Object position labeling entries
▼
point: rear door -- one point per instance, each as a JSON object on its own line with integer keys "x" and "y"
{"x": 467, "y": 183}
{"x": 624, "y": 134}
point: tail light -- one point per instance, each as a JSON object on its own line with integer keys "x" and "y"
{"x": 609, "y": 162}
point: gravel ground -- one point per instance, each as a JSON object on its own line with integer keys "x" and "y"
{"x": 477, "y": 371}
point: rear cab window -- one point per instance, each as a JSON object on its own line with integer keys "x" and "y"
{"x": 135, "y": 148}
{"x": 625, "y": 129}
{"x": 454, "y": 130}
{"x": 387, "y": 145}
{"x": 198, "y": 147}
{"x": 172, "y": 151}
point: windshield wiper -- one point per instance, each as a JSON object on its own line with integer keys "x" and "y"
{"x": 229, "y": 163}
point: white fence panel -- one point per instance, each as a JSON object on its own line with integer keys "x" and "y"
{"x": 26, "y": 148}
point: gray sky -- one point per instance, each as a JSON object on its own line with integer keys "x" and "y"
▲
What this task involves:
Retype nothing except the lines from the line holding "point: tail light" through the last line of the entries, both included.

Response to this task:
point: tail light -- one point per instance, each as a JSON object on its own line with integer keys "x" and "y"
{"x": 609, "y": 162}
point: gravel ground -- one point per instance, each as a JSON object on its own line with integer keys "x" and "y"
{"x": 477, "y": 371}
point: rear cab window -- one point per instance, each as a JSON object on its own line with integer keys "x" and "y"
{"x": 135, "y": 148}
{"x": 625, "y": 129}
{"x": 454, "y": 130}
{"x": 387, "y": 145}
{"x": 198, "y": 147}
{"x": 172, "y": 151}
point: windshield wiper -- one point per instance, each as a JSON object on its own line with integer keys "x" and "y"
{"x": 229, "y": 163}
point: white fence panel -- one point per instance, each as a JSON object on its own line with integer keys "x" and "y"
{"x": 26, "y": 148}
point: gray sky -- one point per instance, each as a JSON object on its own line with integer keys "x" and "y"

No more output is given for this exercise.